* [WHAT TO DO]
Reply with only the number of lines in the material below that contain the string "plush".

* [RECORD LIST]
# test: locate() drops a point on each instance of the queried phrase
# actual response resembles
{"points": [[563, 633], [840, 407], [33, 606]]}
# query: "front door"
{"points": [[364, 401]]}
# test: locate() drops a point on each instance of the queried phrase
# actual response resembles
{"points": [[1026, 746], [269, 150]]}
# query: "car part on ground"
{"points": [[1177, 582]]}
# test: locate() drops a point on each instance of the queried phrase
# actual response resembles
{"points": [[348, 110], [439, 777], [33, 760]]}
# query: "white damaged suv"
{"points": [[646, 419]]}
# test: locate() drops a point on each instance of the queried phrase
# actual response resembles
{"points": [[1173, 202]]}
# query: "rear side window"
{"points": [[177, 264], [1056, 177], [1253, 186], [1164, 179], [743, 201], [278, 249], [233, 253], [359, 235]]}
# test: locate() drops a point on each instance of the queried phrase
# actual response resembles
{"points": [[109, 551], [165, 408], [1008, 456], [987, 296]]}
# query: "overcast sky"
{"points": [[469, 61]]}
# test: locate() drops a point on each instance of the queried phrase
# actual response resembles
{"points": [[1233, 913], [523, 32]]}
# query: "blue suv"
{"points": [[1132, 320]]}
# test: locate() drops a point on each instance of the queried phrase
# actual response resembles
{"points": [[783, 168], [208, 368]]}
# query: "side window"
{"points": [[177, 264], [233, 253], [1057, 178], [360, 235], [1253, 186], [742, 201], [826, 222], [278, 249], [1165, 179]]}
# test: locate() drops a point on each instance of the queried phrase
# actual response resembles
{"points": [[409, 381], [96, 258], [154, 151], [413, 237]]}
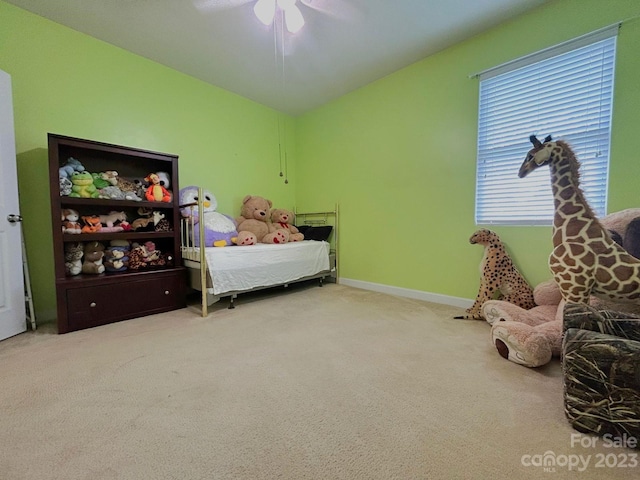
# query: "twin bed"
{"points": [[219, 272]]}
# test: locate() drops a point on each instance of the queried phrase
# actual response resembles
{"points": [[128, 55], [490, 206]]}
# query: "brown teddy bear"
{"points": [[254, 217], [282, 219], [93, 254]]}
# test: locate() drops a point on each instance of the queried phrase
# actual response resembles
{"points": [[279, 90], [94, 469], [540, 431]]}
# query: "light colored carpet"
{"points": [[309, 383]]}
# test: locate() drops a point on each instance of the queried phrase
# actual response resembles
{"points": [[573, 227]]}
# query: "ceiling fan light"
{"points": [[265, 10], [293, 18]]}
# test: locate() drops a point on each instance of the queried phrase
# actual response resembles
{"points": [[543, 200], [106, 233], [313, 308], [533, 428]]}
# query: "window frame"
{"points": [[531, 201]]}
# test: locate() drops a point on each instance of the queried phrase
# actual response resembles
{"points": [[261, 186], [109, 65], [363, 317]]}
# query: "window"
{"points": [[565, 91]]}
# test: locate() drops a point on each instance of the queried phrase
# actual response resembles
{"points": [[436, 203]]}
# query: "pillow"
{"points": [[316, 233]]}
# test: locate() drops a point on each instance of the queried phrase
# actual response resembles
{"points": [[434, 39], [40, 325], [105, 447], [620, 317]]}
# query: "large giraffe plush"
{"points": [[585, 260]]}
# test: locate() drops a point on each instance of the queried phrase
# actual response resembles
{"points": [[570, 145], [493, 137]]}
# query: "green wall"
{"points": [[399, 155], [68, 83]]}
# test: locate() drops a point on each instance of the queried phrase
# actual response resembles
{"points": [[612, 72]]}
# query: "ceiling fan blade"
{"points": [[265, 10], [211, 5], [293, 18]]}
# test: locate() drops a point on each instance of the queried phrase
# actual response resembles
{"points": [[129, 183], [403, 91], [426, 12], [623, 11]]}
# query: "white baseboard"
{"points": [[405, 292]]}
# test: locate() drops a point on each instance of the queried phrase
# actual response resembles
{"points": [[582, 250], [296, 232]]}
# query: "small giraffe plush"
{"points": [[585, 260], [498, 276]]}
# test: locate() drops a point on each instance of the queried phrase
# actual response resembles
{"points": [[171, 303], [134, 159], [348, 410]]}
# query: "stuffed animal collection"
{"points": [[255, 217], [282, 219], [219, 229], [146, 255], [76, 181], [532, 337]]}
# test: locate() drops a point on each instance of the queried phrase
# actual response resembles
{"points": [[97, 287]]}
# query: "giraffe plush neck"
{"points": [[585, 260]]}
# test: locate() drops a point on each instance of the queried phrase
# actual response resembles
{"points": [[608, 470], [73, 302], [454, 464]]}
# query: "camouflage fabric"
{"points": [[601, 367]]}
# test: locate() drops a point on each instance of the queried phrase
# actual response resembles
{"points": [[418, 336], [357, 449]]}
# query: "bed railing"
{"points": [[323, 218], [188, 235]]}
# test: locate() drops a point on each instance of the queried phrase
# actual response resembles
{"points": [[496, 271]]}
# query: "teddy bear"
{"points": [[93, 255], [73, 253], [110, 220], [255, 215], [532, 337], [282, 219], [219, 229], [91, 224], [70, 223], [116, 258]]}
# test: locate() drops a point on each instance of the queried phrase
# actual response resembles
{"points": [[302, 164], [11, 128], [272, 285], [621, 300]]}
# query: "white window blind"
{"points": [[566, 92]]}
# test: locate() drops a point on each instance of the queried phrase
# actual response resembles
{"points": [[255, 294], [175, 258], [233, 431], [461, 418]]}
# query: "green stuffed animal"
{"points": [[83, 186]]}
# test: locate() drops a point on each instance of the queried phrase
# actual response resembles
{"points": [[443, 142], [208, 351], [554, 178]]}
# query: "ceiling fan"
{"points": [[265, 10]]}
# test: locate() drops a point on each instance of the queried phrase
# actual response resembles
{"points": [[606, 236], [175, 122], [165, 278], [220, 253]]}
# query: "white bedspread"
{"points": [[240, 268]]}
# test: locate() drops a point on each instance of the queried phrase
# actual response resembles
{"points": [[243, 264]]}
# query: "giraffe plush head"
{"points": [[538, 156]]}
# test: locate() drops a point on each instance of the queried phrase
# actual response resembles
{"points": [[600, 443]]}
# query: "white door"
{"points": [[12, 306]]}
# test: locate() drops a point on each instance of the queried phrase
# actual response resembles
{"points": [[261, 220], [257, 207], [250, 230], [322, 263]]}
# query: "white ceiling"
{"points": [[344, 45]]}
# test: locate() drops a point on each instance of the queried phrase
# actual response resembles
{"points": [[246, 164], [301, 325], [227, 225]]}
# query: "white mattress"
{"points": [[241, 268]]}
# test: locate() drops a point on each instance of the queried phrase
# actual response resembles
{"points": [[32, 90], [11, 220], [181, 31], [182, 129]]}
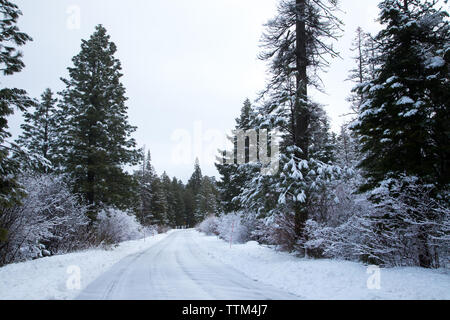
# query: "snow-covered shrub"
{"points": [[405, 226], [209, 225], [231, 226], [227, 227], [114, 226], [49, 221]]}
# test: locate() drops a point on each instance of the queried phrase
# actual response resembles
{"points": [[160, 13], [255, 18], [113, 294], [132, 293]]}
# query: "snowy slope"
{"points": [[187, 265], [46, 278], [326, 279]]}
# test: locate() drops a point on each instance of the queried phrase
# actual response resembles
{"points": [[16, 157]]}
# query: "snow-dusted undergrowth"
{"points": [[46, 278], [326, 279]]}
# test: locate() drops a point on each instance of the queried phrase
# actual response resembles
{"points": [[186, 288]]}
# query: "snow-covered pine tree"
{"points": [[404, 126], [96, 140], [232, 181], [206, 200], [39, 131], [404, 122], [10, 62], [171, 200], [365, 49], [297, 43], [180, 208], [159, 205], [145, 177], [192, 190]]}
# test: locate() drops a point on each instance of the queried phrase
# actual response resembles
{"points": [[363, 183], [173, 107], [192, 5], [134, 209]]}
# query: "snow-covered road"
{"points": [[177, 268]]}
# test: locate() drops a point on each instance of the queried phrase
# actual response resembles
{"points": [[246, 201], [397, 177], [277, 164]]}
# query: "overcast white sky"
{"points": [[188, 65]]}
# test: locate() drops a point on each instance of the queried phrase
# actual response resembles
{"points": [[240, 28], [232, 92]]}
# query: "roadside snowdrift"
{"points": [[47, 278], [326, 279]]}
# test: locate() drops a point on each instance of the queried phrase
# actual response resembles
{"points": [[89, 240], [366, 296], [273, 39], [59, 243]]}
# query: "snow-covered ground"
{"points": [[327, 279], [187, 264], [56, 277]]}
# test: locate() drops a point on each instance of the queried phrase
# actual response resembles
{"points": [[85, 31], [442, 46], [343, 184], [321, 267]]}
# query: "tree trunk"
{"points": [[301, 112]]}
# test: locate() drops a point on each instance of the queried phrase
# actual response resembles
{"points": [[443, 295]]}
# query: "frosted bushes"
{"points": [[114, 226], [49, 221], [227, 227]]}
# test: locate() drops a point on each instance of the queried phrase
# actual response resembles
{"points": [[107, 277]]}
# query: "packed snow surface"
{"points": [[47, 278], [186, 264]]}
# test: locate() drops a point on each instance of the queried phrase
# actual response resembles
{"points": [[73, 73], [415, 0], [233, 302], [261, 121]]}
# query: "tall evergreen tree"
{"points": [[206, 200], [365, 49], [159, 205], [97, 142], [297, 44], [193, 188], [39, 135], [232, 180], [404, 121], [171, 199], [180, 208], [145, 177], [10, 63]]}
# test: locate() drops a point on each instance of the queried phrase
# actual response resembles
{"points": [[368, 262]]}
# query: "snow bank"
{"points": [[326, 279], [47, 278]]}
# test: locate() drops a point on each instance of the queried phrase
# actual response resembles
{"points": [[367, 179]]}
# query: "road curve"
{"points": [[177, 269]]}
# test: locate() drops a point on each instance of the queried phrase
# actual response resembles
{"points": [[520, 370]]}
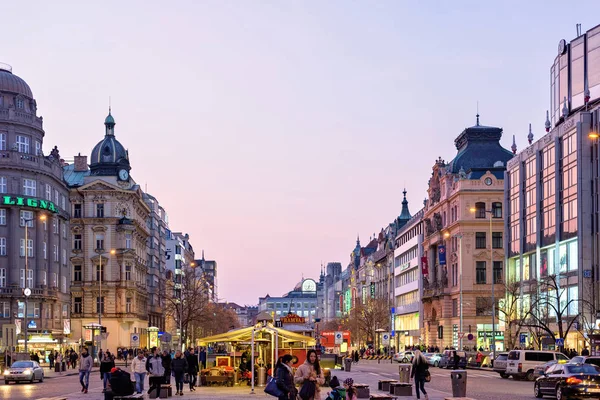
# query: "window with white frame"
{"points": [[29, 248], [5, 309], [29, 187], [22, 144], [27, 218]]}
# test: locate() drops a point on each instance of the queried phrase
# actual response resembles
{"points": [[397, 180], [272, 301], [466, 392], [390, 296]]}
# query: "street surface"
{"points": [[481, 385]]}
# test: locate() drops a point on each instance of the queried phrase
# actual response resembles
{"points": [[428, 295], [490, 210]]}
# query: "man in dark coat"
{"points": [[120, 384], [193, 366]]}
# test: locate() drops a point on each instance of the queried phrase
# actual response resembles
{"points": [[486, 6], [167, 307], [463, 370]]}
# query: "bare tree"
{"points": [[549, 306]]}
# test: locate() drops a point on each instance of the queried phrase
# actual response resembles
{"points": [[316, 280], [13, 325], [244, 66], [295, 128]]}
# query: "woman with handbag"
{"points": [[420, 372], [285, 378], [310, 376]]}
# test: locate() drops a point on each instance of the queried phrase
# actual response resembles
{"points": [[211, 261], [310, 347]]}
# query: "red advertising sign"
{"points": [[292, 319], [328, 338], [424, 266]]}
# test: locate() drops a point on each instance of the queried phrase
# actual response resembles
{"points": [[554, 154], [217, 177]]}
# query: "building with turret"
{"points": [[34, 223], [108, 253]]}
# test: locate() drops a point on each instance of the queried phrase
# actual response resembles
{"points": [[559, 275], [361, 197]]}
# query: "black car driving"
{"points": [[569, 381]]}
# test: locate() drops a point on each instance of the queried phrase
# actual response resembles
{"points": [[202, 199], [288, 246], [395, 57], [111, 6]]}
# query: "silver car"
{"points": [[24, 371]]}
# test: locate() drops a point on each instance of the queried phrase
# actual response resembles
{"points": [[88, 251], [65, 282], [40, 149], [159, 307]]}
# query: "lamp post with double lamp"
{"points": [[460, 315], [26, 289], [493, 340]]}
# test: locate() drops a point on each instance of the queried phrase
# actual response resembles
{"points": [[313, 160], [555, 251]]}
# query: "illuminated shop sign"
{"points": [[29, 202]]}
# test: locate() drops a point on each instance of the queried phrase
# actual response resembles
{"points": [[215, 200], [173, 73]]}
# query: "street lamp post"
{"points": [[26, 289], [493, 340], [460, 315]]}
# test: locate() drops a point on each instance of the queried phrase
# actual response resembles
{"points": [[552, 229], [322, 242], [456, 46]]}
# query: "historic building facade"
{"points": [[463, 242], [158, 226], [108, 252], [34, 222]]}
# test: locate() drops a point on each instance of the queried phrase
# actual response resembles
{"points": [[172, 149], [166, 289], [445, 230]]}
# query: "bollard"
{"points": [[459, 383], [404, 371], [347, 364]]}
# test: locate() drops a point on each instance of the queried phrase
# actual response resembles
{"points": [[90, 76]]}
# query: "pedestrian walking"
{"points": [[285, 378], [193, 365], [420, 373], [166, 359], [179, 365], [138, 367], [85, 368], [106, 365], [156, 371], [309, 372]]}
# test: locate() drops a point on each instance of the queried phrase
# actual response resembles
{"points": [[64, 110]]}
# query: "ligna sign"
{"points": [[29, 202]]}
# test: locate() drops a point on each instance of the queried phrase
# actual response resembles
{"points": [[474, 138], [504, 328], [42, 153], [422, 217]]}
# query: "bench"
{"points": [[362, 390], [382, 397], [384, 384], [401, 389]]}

* [ANSWER TO THE TASK]
4